◆ Data lines ◆
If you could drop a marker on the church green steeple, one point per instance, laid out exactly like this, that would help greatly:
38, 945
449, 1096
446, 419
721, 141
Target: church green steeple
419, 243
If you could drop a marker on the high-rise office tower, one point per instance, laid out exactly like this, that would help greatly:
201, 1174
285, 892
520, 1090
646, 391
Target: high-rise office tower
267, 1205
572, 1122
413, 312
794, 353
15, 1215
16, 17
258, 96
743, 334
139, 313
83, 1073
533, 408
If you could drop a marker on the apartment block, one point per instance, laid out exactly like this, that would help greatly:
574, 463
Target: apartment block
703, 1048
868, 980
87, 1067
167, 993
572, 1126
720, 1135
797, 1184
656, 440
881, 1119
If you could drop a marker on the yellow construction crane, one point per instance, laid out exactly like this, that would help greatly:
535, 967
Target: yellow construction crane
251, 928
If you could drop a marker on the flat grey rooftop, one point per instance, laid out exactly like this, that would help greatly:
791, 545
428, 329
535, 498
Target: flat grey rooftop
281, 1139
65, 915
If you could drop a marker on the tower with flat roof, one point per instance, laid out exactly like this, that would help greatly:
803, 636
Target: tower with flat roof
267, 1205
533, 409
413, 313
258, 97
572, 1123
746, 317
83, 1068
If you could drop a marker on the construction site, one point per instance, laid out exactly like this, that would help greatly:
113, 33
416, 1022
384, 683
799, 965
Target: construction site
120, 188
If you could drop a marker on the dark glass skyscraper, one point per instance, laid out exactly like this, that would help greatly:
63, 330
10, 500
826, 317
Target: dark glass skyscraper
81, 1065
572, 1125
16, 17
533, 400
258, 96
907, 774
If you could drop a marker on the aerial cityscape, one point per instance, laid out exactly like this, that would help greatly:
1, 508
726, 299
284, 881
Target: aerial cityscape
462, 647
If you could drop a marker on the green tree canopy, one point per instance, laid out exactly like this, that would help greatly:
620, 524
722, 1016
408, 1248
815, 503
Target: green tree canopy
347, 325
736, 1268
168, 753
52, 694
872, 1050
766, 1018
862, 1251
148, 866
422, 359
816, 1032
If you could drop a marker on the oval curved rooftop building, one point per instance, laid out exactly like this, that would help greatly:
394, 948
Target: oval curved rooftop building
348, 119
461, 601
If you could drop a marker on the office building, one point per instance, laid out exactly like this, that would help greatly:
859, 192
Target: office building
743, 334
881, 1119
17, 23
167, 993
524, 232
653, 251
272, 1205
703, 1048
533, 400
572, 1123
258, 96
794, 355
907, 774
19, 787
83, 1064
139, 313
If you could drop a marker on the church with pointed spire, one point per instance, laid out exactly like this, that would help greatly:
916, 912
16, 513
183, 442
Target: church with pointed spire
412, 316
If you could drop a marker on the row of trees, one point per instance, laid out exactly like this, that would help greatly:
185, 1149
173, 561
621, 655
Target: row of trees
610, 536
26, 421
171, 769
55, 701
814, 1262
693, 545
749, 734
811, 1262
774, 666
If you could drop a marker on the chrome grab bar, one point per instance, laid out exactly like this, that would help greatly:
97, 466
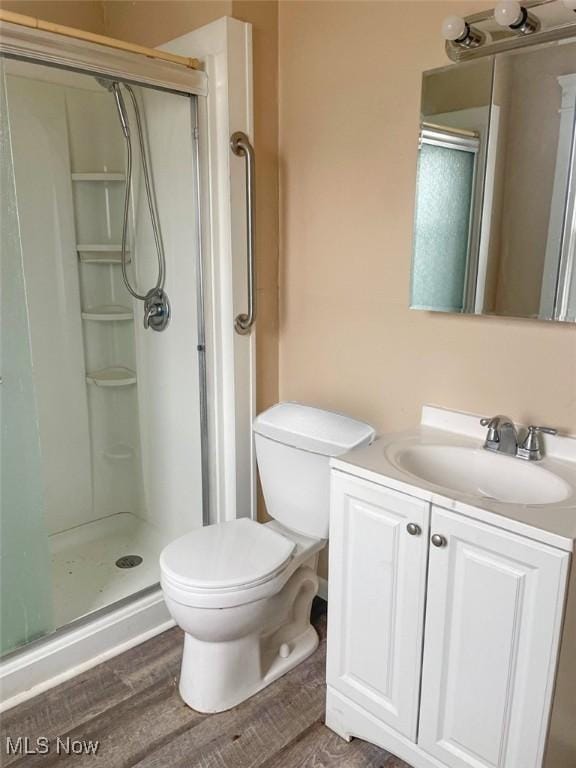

◆ Required task ◆
Pull out every line of the records that contains the word "trees".

◆ Full output ◆
If you could drop a marker on the row of trees, one point per instance, laid out exactly like this, that would help greatly:
Target: row of trees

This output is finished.